• [Task requirements]
• A. According to the chart-audit article, in what year were the Conditions of Participation released?
• B. Please continue the chart-audit article below, picking up after its final sentence.

17 Mar Do Your Chart Audits Need Process Improvement?
I suspect, like me, most of you working in transplant centers prior to 2006 BC,1 did not have a dedicated quality specialist—much less a team. At that time, I never would have dreamed that records would be audited so extensively for compliance, nor that I would have as many gray hairs.2
The release of the Conditions of Participation in 2007, followed by the sharp rise of shakily sent emails from your colleagues across the country bearing the dreaded message “CMS is here,”3 changed your transplant life forever. Even weekends lost a little luster for those first several years, as anxiety routinely peaked every Sunday evening. ”That’s it. I’m dead. They are coming tomorrow.”
I am not sure if it was our access to countless life-saving tips & tools gathered from the transplant administrators list serve; or our attendance at remarkably insightful presentations on Medicare readiness; or just our need to reclaim Sundays4 that eventually shifted transplant centers from panic to preparedness.
The COPs had provided a framework for quality, with teeth. Compliance with the COPs was perceived to be pass/fail, and along with the use of unannounced audits and tracer methodology, the shift to preparedness gave rise to our almost universal practice of auditing all patient records to ensure we are compliant the same way, with every patient, every time.5
Centers use nurse coordinators, quality nurses, and even managers to complete these audits. This is no cheap endeavor, with salaries of $35-50 or more an hour, and up to 20 minutes per record. To complete an audit of a midsize program,6 one could spend 400 hours and over $30,000 on this isolated endeavor—man hours and dollars now unavailable for patient care or other needs.7
Given the price tag of our chart audits, we need to make sure we are spending wisely. Here are some process improvements you may want to consider for your chart audits:
- Shift to real-time rather than retroactive audits.
I think by now, most transplant programs have transitioned to auditing records at the time of key patient milestones such as listing, removal from the list, discharge from the transplant, or donation event. Identifying deviations in real-time not only allows you an opportunity to potentially correct issues such as missing documentation,8 but allows immediate retraining, thereby minimizing repeated errors.
- Move to a more ‘grassroots’ approach
Design your medical record reviews so that every nurse in your program completes them. When a milestone occurs, such as listing, have a co-worker audit the record first. If all your nurses are engaged in auditing each other’s records, their own practice and knowledge of compliance increases. As an extra bonus, when CMS arrives, they are more easily calmed when you remind them to relax… after all they each audit the same information all the time.

• [Entries taken from a collection]
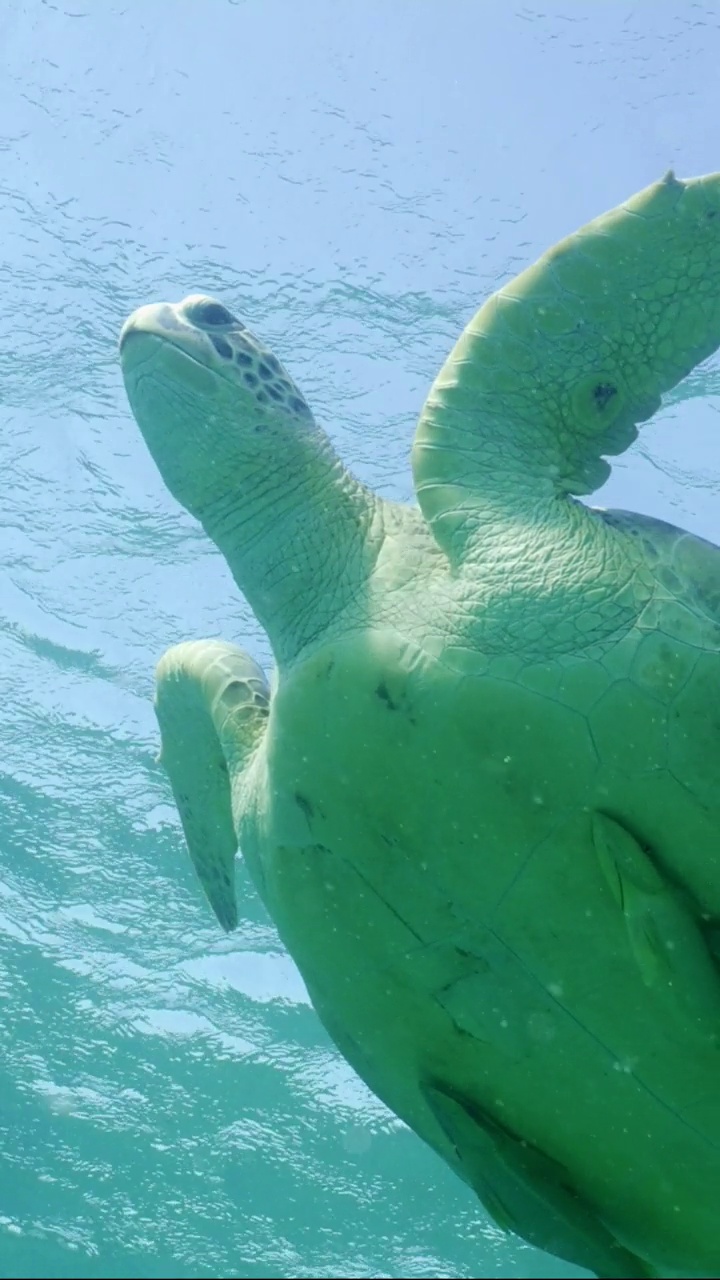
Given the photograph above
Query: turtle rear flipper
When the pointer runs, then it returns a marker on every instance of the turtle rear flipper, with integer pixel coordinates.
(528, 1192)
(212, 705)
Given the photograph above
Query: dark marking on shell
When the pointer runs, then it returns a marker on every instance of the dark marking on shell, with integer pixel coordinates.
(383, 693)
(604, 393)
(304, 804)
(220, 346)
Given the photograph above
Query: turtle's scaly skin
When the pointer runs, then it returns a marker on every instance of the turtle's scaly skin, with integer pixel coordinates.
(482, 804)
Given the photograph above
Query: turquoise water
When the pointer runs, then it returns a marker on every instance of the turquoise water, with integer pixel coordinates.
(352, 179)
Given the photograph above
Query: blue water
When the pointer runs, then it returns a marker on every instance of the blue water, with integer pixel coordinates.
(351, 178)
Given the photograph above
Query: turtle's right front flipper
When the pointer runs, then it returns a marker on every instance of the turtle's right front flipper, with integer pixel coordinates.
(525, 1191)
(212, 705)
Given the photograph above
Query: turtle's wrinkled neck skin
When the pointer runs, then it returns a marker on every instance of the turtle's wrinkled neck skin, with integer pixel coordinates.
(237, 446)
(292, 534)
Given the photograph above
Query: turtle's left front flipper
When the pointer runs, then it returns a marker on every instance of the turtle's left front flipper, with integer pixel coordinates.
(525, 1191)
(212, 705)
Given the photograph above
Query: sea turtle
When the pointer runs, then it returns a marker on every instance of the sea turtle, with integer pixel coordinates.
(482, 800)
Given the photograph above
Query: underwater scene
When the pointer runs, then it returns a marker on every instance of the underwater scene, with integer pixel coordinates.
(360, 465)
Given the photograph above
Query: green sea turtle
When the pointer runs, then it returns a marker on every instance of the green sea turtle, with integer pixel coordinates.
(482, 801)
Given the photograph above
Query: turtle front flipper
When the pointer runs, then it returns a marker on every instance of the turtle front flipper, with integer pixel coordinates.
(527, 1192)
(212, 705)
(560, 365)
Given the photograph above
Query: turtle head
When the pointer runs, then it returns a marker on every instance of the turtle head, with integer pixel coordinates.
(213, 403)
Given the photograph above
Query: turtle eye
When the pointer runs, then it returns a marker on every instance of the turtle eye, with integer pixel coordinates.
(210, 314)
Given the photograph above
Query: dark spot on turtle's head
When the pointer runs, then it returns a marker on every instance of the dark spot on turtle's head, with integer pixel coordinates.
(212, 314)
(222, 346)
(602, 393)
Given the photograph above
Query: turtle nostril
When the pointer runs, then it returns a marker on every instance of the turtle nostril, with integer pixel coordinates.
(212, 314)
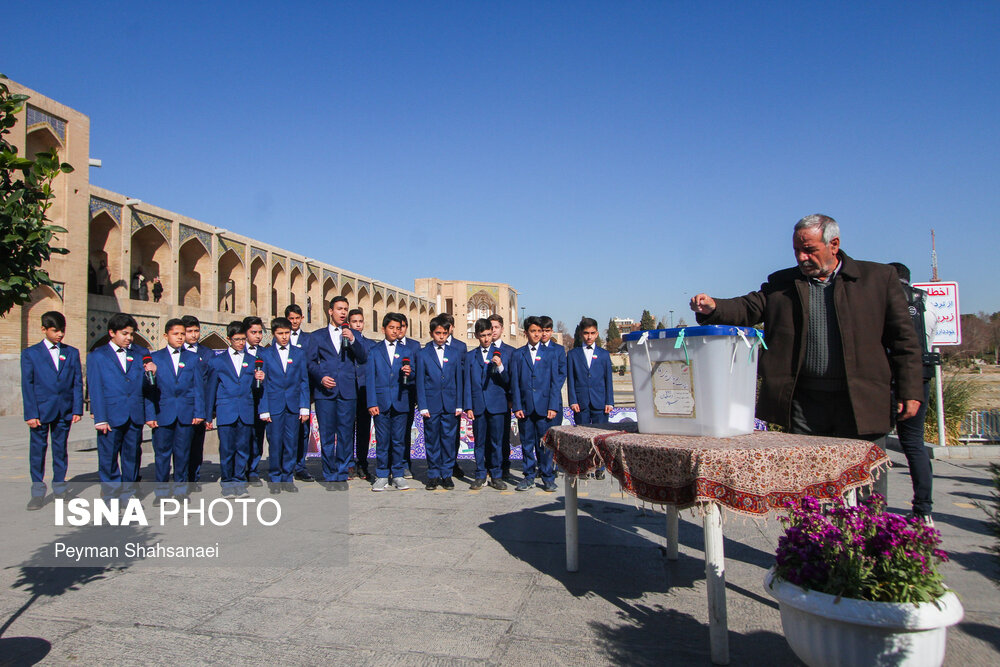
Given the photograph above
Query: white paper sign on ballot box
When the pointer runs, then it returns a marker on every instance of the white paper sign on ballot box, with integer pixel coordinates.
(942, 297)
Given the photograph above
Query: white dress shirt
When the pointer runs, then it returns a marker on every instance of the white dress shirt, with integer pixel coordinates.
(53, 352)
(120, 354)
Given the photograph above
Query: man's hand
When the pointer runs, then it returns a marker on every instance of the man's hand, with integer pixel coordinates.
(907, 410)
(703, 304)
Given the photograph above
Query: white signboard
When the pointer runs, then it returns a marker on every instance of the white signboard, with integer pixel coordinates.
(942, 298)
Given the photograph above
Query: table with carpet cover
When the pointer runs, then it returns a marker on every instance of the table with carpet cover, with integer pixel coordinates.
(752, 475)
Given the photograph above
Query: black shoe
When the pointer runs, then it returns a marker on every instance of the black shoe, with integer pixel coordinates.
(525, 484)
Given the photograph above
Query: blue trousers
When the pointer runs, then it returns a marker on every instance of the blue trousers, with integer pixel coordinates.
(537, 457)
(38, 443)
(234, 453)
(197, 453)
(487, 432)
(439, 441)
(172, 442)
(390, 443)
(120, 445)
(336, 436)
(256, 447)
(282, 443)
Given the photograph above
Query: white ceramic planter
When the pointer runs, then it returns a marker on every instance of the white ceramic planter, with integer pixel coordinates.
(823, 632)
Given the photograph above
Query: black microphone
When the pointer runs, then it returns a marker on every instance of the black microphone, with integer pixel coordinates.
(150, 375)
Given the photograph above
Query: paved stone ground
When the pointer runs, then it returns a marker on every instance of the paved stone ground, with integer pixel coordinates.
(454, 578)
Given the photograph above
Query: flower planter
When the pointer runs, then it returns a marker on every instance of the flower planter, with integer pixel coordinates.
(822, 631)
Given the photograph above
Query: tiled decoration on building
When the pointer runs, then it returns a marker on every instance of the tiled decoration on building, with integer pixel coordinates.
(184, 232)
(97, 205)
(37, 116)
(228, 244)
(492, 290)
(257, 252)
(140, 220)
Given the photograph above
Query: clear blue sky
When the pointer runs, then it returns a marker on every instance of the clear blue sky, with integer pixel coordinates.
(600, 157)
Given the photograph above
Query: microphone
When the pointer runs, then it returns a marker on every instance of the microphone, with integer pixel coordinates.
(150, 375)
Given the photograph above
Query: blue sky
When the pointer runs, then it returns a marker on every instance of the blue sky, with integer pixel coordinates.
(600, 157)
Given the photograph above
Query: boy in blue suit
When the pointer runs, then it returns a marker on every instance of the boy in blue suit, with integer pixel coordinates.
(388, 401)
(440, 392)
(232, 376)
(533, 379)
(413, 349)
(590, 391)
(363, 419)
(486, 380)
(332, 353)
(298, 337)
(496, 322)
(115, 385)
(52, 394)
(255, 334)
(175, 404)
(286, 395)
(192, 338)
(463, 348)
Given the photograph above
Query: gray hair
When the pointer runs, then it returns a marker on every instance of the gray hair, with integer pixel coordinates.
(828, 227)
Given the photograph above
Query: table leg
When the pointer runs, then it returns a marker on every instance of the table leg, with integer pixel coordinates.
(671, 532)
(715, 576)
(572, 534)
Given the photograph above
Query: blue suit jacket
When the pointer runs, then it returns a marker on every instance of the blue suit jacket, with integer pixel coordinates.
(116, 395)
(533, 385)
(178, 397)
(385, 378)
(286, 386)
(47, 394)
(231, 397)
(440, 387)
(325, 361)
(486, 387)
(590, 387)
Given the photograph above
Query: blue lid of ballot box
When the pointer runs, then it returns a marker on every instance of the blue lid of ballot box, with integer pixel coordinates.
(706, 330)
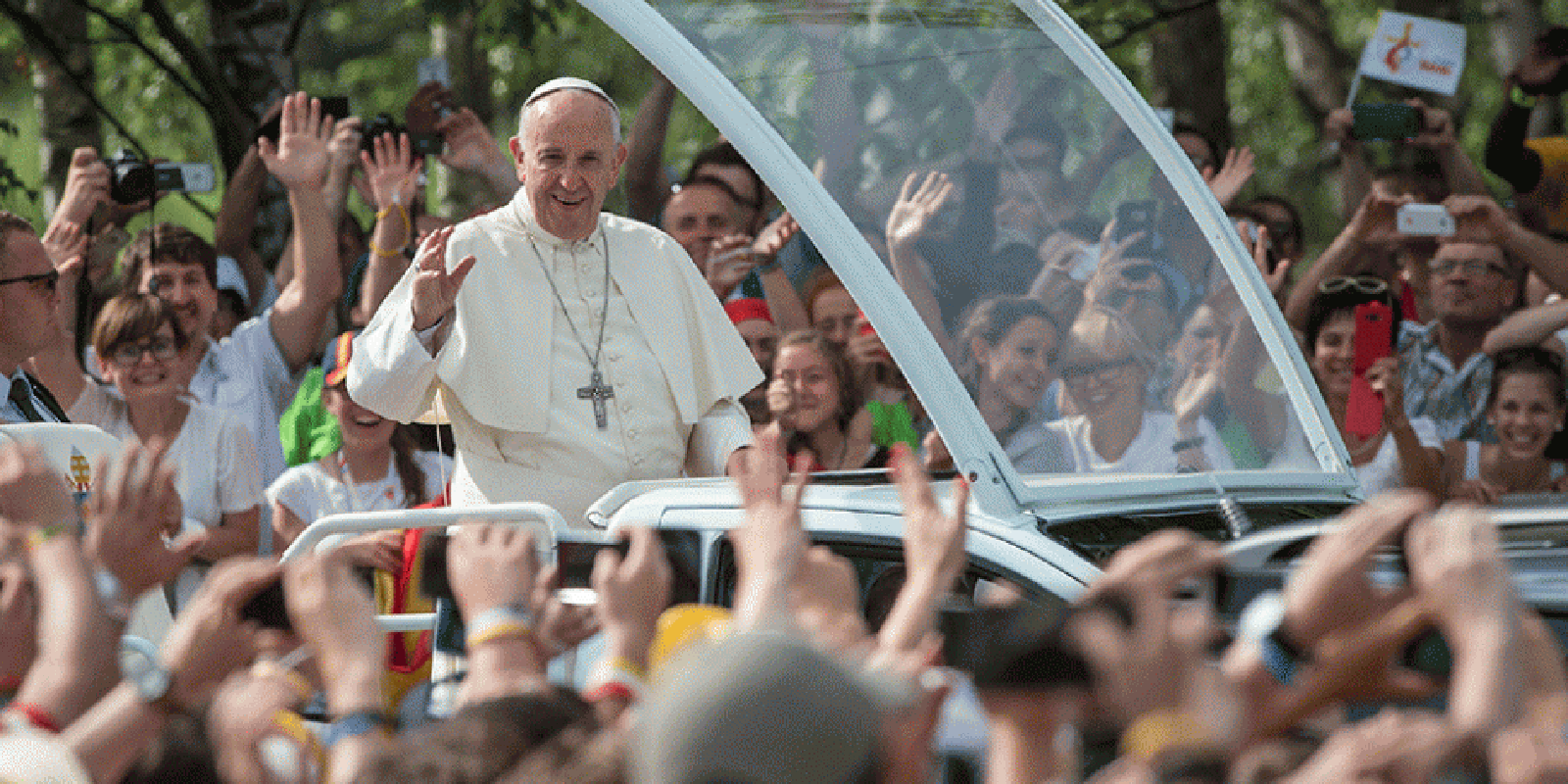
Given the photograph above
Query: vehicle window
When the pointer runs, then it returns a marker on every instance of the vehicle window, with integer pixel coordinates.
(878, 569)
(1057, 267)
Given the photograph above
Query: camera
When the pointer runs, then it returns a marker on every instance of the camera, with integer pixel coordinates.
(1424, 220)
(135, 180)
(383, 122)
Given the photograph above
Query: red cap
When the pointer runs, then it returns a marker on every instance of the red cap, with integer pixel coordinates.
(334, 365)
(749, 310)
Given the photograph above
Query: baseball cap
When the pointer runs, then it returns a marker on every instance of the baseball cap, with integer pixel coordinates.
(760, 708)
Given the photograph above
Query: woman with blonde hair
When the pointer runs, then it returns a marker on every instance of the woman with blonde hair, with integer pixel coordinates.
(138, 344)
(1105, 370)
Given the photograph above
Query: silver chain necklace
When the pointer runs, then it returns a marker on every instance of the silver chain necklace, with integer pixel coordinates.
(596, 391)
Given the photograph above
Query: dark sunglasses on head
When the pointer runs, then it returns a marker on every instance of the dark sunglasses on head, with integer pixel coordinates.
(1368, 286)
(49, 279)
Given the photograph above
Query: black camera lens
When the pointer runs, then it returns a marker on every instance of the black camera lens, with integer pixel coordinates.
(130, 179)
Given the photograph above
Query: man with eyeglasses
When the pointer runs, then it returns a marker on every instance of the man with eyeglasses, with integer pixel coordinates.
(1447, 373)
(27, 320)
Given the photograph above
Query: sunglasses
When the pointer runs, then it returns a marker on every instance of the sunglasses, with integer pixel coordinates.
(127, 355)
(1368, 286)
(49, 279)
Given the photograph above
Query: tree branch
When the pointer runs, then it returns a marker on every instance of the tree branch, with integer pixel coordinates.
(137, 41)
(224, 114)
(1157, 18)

• [Task responses]
• A. 2007

• B.
Swapping charts with other programs (liver audits lung, kidney audits heart, etc) strengthens your entire center. Admin support should be enlisted to audit too—timely removals from list, notifications of listing, etc. As you’ve learned in regulatory visits, there are times when your center is only as strong as your newest nurse; using a grassroots audit process ensures that even your newest nurses have a stronger track record. Your quality staff can then shift to random audits and focus on ‘auditing the auditor,’ to ensure compliance is more deeply ‘hardwired’.
- Don’t be afraid to retire, rotate metrics
If your scorecards demonstrate 100% compliance with two ABOs prior to listing for the last four years, it’s time to retire.9 Use your resources wisely, and pick (or don’t pick) a new indicator to monitor. Reviewing scorecards where metrics have been at 100% compliance forever diminishes the validity of the QAPI process and can dampen enthusiasm for your meetings.10
- Give your benchmarks a make-over
Take a hard look at your center benchmarks. Highlight any that are the same as last year, and circle the ones that were the same the year before that.11 Benchmarks should not be stagnant; move these goals so you’re always driving to get better in each little way. Also, if you have set a benchmark or goal of say, 85% for a metric that is a pass/fail regulatory requirement, make sure you are constantly moving the benchmark higher so you are driving your team to 100% as quickly as possible.
Transplant Centers generally spend more human capital on collecting data through chart audits than analyzing the data to drive process improvement. Never stop working to shift this paradigm.
- Before Conditions of Participation
- Clairol 4RB
- Layman’s translation ‘H-E-L-P’
- Or take PTO on an actual Monday
- I stole than line from the great Gwen McNatt
- 1200 records (220 transplants + 1000 listed)
- Yes, you’re right, this is just a fraction of the costs of an entire quality program
- Our dietitians and pharmacist have grown to love these messages prior to discharge (hey, I don’t see your education note)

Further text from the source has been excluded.